LISTA DE TAREFAS:
A. Duplique um trecho do texto sobre a ilha d'Os Lusíadas: comece nas palavras em que surge "E foi assim" e pare depois de "ferver a imaginação.".
B. Responda a estas perguntas com base no texto sobre a ilha d'Os Lusíadas:
(i) Que deusa pediu a Cupido que premiasse os marinheiros portugueses?
(ii) Que nome têm as ninfas dos mares convocadas por Cupido?
(iii) Que dois poemas épicos são referidos, com os respetivos autores?
C. Prossiga o texto sobre a ilha d'Os Lusíadas a partir do ponto em que termina.

EXCERTO DO TEXTO:
##############################
Tema

Autor: Luiz Fagundes Duarte

Diz-nos Camões, n’Os Lusíadas, que Vénus — a Deusa do Amor, muito nossa amiga — pediu a seu filho Cupido que premiasse os marinheiros portugueses pelos enormes trabalhos e vitórias que tinham tido na descoberta do caminho marítimo para a Índia e, assim, de um novo mundo. E deu-lhe esta ideia: colocar-lhes no caminho de regresso a casa uma ilha muito bela, cheiinha de saborosos manjares e de belas ninfas amorosas, onde eles encontrariam o prémio do repouso e o deleite do prazer, e gerariam fortes e belas crianças que seriam os novos portugueses nascidos do mar numa ilha abençoada pelos deuses. Ao que Cupido — que era o Amor em pessoa — respondeu que sim e logo convocou todas as ninfas dos mares — as Nereides —, utilizando aquele seu ardil que todos bem conhecemos: alvejava-as com as setas do seu arco, e elas, à medida que iam sendo atingidas, suspiravam ardentemente e, «do doce amor vencidas», preparavam-se para se oferecerem aos marinheiros de quem, mesmo sem os terem visto ainda, já conheciam a fama. E que fama!

E foi assim que surgiu do meio do mar uma ilha, sem dúvida que puxada por Vénus, que mesmo de longe os marinheiros acharam que era fresca, bela, formosa, alegre e deleitosa — e na qual, como nos narra Camões, viriam a passar-se coisas tais e tão boas que ainda hoje nos fazem ferver a imaginação.

Há quem garanta que esta ilha foi uma fantasia do poeta, e que não passa de uma construção simbólica própria de um poema épico feito à maneira da Odisseia de Homero ou da Eneida de Vergílio, nas quais heróis valorosos como Ulisses ou Eneias, após longas e perigosas viagens marítimas, acabavam por arribar a uma ilha abençoada onde eram premiados pelos seus feitos e pelo conhecimento assim adquirido. Pode ser.
##############################
MATERIAL FORNECIDO:
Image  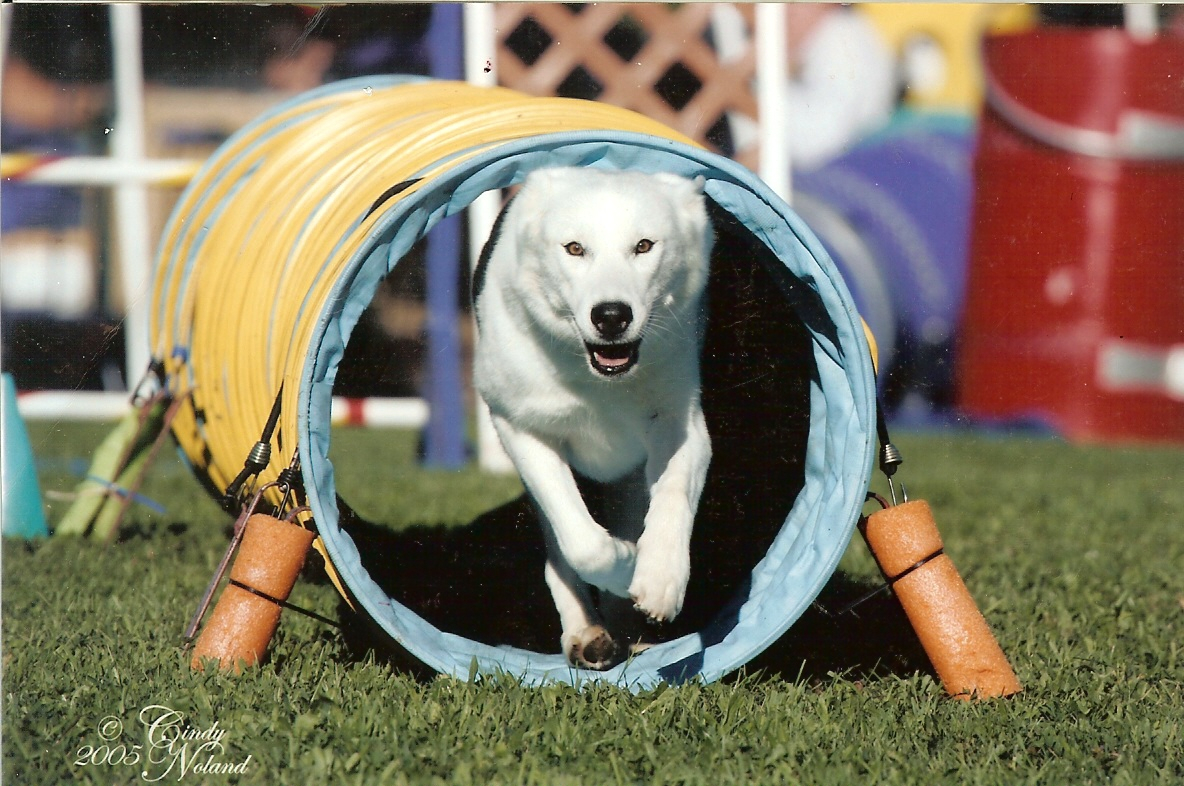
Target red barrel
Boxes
[957,28,1184,442]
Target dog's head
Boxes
[515,168,713,378]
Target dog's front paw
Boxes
[629,535,690,623]
[564,625,623,671]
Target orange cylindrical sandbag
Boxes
[860,501,1022,698]
[189,514,314,671]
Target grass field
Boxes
[2,424,1184,785]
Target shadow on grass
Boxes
[329,210,927,679]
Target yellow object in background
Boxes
[857,2,1036,115]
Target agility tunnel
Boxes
[152,77,876,689]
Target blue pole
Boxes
[424,2,465,469]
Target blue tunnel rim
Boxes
[297,123,875,690]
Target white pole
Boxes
[110,4,152,388]
[0,2,12,69]
[464,2,514,472]
[0,156,201,187]
[1122,2,1159,41]
[753,2,792,202]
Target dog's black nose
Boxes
[592,301,633,340]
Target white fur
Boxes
[475,168,713,668]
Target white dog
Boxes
[474,168,713,669]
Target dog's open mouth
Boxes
[585,340,642,376]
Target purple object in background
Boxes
[794,117,973,410]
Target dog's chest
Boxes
[514,388,650,482]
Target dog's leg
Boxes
[629,404,712,621]
[543,554,620,670]
[494,415,637,598]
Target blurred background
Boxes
[0,4,1184,452]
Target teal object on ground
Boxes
[0,374,50,540]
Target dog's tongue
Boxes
[592,347,629,368]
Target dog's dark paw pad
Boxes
[567,626,620,671]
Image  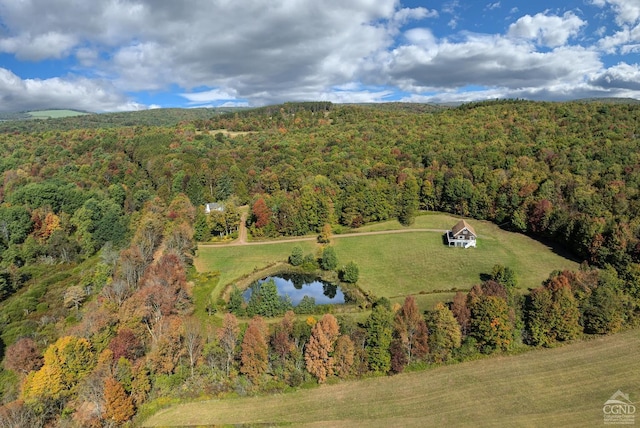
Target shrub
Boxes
[340,262,360,284]
[320,247,338,270]
[289,247,304,266]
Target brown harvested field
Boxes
[143,330,640,427]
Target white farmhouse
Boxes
[447,220,478,248]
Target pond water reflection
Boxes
[242,273,344,306]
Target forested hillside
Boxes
[0,101,640,426]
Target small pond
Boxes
[242,273,344,306]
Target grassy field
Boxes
[196,214,578,309]
[144,330,640,427]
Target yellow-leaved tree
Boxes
[22,336,95,400]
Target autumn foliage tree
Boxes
[240,316,269,384]
[22,336,95,400]
[4,337,42,374]
[469,295,513,353]
[218,313,240,376]
[251,198,271,229]
[427,303,462,363]
[102,377,135,424]
[392,296,429,372]
[304,314,340,383]
[333,334,356,379]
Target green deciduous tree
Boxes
[340,262,360,284]
[320,247,338,270]
[469,295,513,353]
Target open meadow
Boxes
[144,330,640,427]
[196,214,578,309]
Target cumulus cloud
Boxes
[508,12,586,47]
[590,63,640,91]
[592,0,640,26]
[0,0,640,110]
[378,31,602,92]
[0,68,145,112]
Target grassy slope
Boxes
[145,330,640,427]
[196,214,578,309]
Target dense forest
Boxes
[0,100,640,426]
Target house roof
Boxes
[451,220,478,236]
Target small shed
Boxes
[447,220,478,248]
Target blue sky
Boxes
[0,0,640,112]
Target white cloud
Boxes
[180,89,236,104]
[507,12,586,47]
[590,63,640,91]
[591,0,640,26]
[0,68,145,112]
[598,25,640,53]
[0,0,640,110]
[383,33,602,92]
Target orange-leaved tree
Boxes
[304,314,340,383]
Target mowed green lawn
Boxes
[196,214,578,309]
[144,330,640,427]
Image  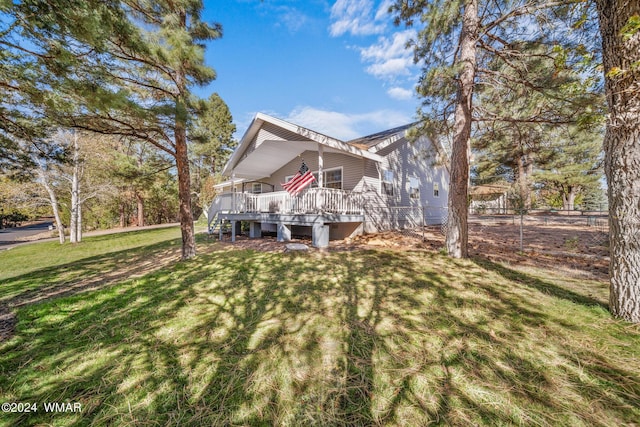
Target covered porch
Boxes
[208,188,364,248]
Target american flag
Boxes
[280,162,316,196]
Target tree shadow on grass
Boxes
[473,257,609,310]
[0,251,640,426]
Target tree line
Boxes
[0,0,640,322]
[0,0,235,251]
[390,0,640,322]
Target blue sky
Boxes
[196,0,419,140]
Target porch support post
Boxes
[318,143,324,188]
[277,222,291,242]
[311,223,329,248]
[231,173,236,212]
[316,143,324,212]
[249,221,262,239]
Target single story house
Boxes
[207,113,449,247]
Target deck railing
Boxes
[210,188,363,214]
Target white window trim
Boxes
[408,176,420,199]
[380,168,396,197]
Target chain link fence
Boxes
[366,206,609,256]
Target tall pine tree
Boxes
[5,0,221,259]
[391,0,600,257]
[596,0,640,323]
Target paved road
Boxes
[0,221,53,249]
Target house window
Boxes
[382,169,393,196]
[409,176,420,199]
[311,168,342,190]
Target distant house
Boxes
[469,184,510,215]
[207,113,449,247]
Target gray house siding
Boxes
[268,151,365,191]
[364,137,448,232]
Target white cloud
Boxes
[329,0,388,37]
[276,6,309,33]
[387,87,413,101]
[285,106,412,141]
[360,30,416,79]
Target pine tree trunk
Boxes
[562,185,577,211]
[445,0,479,258]
[136,193,144,227]
[175,121,196,260]
[119,200,127,228]
[69,132,80,243]
[76,201,82,243]
[38,168,65,244]
[596,0,640,323]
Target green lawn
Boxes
[0,229,640,426]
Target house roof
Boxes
[222,113,382,178]
[347,123,415,152]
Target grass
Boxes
[0,230,640,426]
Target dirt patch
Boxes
[212,219,609,280]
##############################
RESPOSTAS ESCRITAS:
A.
E foi assim que surgiu do meio do mar uma ilha, sem dúvida que puxada por Vénus, que mesmo de longe os marinheiros acharam que era fresca, bela, formosa, alegre e deleitosa — e na qual, como nos narra Camões, viriam a passar-se coisas tais e tão boas que ainda hoje nos fazem ferver a imaginação.

B.
(i) Vénus.
(ii) Nereides.
(iii) A Odisseia, de Homero, e a Eneida, de Vergílio.

C.
Mas também pode ser que Camões se tenha inspirado numa das muitas ilhas que povoam os oceanos Atlântico e Índico e que, ficando nas rotas de ida e volta entre Portugal e a Índia, consoante os ventos e as correntes, terá obrigatoriamente visitado nas suas andanças por esse mundo fora. Pensemos, por exemplo, nas ilhas de Bombaim, Angediva, Zanzibar ou de Moçambique, no Índico, e, no Atlântico, nas de Santa Helena, Santiago e, por fim e mais importante, a nossa Terceira — que, nas viagens de regresso, era a última escala das naus antes de Lisboa, seu destino final.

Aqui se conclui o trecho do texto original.